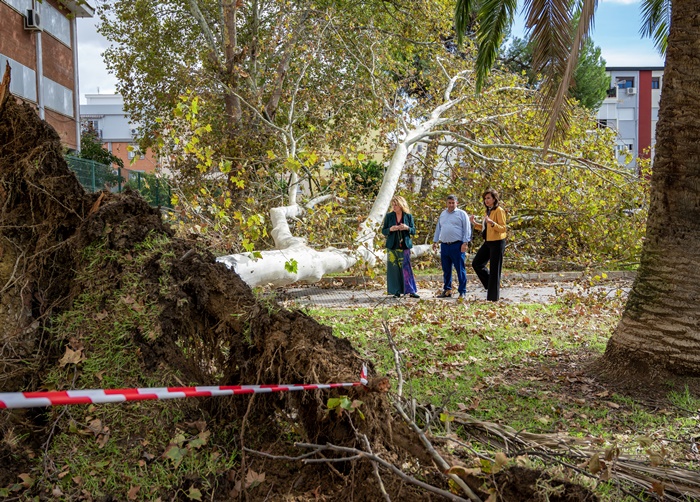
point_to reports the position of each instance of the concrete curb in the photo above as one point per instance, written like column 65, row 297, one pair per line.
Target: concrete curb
column 507, row 276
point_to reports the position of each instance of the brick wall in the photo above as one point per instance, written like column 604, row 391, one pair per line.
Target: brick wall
column 148, row 164
column 15, row 41
column 65, row 127
column 20, row 45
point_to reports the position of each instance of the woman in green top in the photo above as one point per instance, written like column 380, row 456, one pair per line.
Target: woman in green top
column 398, row 228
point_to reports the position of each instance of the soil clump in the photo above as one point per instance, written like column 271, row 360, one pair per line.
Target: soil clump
column 96, row 292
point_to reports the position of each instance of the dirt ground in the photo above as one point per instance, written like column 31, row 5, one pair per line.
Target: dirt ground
column 373, row 294
column 207, row 327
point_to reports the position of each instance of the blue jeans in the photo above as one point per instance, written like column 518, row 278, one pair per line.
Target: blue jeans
column 451, row 255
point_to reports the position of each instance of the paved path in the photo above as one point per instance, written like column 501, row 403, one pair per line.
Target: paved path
column 338, row 295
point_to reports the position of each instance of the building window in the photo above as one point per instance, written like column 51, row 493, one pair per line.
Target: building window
column 23, row 83
column 54, row 22
column 57, row 97
column 20, row 5
column 134, row 152
column 92, row 126
column 625, row 82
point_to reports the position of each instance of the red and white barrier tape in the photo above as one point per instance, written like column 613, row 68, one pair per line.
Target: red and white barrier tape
column 95, row 396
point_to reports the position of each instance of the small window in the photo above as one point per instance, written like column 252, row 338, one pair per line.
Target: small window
column 625, row 82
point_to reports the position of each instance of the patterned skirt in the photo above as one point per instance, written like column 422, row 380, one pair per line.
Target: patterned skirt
column 399, row 274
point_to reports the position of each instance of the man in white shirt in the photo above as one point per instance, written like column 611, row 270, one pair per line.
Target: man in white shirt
column 453, row 232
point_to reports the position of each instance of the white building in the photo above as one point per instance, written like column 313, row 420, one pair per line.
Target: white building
column 632, row 109
column 105, row 114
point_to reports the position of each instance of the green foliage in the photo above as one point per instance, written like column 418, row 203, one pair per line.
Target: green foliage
column 516, row 364
column 91, row 148
column 364, row 178
column 344, row 403
column 152, row 188
column 591, row 81
column 291, row 266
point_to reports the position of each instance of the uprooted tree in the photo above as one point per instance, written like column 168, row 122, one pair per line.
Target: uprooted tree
column 98, row 293
column 286, row 89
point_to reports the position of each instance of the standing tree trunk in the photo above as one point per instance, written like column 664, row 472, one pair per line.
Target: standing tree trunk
column 660, row 327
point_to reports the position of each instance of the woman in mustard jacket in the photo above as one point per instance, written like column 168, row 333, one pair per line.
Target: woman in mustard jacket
column 493, row 229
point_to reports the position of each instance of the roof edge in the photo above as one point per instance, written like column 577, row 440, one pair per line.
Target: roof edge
column 79, row 8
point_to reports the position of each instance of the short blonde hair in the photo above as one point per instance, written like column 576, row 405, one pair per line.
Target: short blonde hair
column 401, row 203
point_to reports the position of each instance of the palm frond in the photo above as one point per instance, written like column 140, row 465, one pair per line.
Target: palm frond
column 463, row 15
column 556, row 49
column 494, row 18
column 656, row 18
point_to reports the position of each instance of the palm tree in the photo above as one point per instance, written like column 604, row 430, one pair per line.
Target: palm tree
column 659, row 332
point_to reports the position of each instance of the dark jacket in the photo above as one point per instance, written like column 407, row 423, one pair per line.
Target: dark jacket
column 393, row 238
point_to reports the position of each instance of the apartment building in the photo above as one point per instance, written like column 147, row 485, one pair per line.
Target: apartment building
column 105, row 114
column 39, row 40
column 632, row 109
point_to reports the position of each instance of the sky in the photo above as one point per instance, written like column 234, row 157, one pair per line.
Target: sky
column 616, row 32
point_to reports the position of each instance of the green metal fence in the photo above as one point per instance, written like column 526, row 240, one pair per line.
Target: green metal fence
column 95, row 177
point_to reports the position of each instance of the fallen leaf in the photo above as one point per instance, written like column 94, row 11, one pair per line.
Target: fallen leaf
column 70, row 357
column 254, row 479
column 95, row 426
column 132, row 493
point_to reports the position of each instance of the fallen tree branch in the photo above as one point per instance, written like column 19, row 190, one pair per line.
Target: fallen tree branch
column 363, row 454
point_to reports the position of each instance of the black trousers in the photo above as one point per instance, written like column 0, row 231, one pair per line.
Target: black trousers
column 490, row 252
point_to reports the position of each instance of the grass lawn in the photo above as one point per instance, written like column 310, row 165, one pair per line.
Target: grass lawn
column 525, row 366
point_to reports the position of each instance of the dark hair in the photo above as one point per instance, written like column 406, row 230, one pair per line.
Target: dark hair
column 493, row 193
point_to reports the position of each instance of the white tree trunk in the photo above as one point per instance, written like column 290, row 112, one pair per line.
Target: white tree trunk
column 274, row 267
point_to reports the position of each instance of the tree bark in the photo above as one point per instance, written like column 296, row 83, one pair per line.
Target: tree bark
column 660, row 327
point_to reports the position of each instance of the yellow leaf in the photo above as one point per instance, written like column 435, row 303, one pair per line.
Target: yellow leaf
column 70, row 357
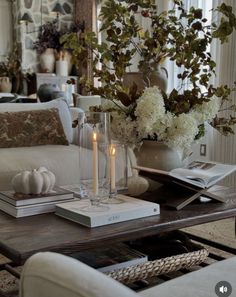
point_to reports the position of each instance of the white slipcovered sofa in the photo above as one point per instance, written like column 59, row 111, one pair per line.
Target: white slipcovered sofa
column 62, row 160
column 54, row 275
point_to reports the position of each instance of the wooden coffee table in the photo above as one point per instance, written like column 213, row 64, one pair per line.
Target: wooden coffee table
column 21, row 238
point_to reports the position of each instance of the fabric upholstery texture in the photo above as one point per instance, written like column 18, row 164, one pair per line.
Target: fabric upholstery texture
column 54, row 275
column 62, row 160
column 61, row 105
column 31, row 128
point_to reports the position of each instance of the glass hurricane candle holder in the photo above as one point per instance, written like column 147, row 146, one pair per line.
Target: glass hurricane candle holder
column 117, row 170
column 93, row 140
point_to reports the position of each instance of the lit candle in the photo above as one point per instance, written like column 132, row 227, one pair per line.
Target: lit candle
column 113, row 167
column 63, row 87
column 95, row 164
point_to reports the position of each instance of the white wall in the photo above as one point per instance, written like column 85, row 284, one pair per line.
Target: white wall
column 6, row 33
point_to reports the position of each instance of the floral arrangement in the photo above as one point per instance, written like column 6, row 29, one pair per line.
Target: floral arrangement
column 150, row 116
column 176, row 118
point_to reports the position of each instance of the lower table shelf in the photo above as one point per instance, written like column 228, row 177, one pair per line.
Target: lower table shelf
column 155, row 272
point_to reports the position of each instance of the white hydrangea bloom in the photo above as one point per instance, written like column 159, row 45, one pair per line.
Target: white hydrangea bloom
column 150, row 107
column 182, row 132
column 124, row 129
column 207, row 110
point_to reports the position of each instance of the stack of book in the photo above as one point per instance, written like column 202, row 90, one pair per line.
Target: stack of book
column 20, row 205
column 130, row 209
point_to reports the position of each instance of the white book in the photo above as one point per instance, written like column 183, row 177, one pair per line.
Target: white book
column 131, row 208
column 18, row 199
column 28, row 210
column 197, row 173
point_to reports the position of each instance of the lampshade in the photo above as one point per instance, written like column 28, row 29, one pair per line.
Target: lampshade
column 26, row 18
column 58, row 9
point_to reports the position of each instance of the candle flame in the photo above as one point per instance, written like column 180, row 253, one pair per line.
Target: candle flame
column 94, row 136
column 112, row 150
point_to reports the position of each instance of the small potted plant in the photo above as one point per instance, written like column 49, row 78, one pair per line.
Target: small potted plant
column 46, row 45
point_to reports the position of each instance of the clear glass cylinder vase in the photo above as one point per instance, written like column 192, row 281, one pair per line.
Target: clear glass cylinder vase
column 93, row 141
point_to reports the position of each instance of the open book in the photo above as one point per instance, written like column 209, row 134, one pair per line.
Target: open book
column 197, row 173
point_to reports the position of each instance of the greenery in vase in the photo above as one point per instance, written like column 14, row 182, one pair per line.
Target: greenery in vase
column 182, row 36
column 11, row 68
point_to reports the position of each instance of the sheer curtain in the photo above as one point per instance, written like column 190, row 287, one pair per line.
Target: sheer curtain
column 6, row 33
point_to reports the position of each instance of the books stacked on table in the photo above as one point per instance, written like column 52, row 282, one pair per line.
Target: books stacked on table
column 107, row 259
column 20, row 205
column 130, row 208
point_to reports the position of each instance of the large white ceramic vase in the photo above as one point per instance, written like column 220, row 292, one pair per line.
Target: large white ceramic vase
column 154, row 154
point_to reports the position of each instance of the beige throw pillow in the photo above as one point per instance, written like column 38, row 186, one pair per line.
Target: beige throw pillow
column 31, row 128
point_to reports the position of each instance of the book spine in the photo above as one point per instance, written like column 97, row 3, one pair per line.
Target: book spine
column 124, row 216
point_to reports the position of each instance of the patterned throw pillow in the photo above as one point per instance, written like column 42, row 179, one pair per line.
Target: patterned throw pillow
column 31, row 128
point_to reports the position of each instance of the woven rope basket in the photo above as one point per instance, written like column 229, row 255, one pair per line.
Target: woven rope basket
column 161, row 266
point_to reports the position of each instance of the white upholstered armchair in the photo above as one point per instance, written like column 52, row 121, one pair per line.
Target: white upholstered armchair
column 54, row 275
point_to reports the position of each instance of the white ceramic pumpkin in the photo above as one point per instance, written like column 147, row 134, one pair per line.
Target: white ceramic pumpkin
column 37, row 181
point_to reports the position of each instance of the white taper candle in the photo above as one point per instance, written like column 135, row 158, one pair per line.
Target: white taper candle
column 95, row 165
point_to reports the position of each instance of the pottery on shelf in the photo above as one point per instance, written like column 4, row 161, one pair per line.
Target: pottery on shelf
column 46, row 92
column 47, row 60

» **Problem to solve**
Starting with the first line of the material, print each line exactly until you have printed the line with "point_to reports the position of each instance of the brick", and skip the pictures.

» **Exercise response**
point_to reports the position of each instance of the concrete curb in the photo above as one point per instance, written like column 65, row 297, one pair per line.
Target: concrete curb
column 507, row 276
point_to reports the position of each instance of the brick wall in the photo above as one point per instance, written like column 604, row 391, one pair per line.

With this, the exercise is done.